**Passage provided:**
——
# Treadmill Motor & it;s uses



## Charley Davidson

A guy gave me a tread mill the other day & since  _find it hard to turn anything down I took it, What uses are there for the motor & what all should I keep out of the tread mill ie: controllers and such?_


----------



## Cowman56141

the motor is a dc , keep the power supply maybe the speed sensors, the dc motor has a way of becoming a generator haven't had time to check in on it was going to make a wind generator for the fishhouse :thinking:


----------



## Chucketn

Charley, 
Treadmill motors and controllers make great variable speed drives for small lathes, mills and other tools where variable speed is used. Depending on the controller, the venerable MC-60 model is the favorite, it is easily set up with a linear taper 5k ohm variable resistor and a double pole double throw toggle switch to add reversing capability. There has been some debate as to wether keeping the large choke in the circuit is necessary, but I left it out. I have a tradmill motor and controller running my X2 mill, and am very happy with it. I have a second identical setup used currently with an arbor and wire wheels, but keep it readily convertable to run other stuff.

Chuck


----------



## wedge446

I had a 7x12 lathe that I used a treadmill motor and controller on.. I turned a pulley that fit the rear of the spindle for direct drive.. Works real good
I now have a treadmill motor running my 9x54 south bend lathe. It also works very good.
I also used them on grinders and polishers.

You need to keep the motor and all the electronics. When you look at the back of the control pad/board you will see the parts that control the motor. Those you need to keep, the rest you can toss.. The mag pickup on the roller you really dont need unless you want to see how many MPH your turning
The flywheel on the motor acts as the cooling fan.. I use them because Im lazy and dont want to make a new fan for it
My South Bend uses a V belt so I turned the serp pulley/cooling fan down and pressed the SBs V belt pulley onto it

On the rollers you will find 2 bearings and a round shaft per roller.. They are nice to have around.

Hope this helps


----------



## cbtrek

I added on to my Lewis Mill.


----------



## metalmole

Will any brand of treadmill motor work ?? what are the brands/models of treadmills to be looking for ??
——
**Given information:**
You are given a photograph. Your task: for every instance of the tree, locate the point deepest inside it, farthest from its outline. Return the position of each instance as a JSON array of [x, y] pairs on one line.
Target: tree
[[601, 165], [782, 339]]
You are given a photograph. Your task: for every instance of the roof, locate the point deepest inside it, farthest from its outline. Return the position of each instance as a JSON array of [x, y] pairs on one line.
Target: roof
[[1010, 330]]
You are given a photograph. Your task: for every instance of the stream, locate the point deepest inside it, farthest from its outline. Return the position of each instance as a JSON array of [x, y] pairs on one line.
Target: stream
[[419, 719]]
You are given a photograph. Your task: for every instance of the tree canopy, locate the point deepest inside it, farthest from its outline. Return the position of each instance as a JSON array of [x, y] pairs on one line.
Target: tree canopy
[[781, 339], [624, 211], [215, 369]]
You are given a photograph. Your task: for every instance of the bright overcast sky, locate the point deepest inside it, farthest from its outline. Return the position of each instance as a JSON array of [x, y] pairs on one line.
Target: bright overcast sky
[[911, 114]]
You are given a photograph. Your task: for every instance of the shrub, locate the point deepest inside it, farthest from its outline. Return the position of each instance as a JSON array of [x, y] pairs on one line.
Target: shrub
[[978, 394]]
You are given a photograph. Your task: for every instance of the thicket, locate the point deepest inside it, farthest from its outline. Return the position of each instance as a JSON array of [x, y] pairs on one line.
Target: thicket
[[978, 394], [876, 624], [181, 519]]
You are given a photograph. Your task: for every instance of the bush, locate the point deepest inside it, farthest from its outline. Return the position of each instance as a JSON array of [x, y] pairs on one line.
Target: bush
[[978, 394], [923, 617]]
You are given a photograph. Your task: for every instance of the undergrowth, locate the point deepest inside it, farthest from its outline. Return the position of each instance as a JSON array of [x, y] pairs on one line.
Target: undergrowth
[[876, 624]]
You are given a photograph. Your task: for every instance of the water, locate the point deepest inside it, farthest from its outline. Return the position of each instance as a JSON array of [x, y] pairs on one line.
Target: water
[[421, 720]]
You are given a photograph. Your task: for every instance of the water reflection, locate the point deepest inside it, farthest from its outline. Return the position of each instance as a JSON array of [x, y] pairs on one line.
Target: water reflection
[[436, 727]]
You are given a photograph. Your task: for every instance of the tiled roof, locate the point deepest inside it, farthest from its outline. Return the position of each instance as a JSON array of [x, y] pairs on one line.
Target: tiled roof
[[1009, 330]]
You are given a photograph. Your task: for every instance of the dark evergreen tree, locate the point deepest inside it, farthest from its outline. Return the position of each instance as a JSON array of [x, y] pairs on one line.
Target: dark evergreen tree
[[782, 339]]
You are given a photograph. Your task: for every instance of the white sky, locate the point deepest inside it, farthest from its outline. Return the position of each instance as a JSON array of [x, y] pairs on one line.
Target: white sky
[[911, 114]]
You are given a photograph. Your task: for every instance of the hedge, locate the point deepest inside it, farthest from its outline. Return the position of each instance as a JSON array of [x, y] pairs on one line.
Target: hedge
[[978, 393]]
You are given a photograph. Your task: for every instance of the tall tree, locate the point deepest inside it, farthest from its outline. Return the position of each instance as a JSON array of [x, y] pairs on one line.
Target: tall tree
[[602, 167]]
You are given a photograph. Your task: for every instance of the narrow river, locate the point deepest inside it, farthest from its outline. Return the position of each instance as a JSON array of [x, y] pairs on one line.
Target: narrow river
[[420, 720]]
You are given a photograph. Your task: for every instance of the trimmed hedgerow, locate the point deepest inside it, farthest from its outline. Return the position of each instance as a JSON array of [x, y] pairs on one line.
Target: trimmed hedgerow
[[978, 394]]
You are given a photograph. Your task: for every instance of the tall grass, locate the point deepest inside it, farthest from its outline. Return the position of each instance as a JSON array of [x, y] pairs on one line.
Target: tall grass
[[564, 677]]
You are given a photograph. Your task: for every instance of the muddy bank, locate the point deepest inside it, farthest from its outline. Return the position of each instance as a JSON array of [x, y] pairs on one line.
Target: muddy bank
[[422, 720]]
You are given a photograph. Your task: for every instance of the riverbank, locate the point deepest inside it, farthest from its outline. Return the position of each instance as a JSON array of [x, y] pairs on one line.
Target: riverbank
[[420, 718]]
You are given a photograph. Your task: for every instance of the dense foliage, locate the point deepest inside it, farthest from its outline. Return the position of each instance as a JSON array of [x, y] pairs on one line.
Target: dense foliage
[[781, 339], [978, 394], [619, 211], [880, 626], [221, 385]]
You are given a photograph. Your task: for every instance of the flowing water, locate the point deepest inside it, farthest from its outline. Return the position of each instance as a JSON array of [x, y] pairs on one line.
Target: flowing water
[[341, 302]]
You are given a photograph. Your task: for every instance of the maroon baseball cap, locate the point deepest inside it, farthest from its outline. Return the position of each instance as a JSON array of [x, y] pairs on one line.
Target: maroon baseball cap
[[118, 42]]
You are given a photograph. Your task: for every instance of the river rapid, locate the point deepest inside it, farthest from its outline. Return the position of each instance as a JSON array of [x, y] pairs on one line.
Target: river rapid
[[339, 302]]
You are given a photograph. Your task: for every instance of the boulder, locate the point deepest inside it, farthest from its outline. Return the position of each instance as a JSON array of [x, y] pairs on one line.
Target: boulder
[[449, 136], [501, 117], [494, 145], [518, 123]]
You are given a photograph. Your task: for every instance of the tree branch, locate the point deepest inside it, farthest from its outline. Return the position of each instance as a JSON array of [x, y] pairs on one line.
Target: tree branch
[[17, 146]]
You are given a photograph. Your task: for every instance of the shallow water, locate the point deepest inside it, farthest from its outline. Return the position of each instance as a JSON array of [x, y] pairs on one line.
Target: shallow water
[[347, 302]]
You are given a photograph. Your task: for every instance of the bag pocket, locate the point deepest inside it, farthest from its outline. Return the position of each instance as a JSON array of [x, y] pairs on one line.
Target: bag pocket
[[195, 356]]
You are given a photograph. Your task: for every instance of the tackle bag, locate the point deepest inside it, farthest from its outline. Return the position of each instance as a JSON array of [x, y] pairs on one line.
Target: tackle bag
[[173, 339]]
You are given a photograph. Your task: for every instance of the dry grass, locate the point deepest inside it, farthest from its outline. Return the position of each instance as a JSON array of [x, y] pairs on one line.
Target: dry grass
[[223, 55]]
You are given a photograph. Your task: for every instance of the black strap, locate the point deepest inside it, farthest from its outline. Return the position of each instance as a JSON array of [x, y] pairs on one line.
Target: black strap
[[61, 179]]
——
**Directions for this task:** Which controller model does the treadmill motor thread above call the favorite?

**Written answer:** The MC-60.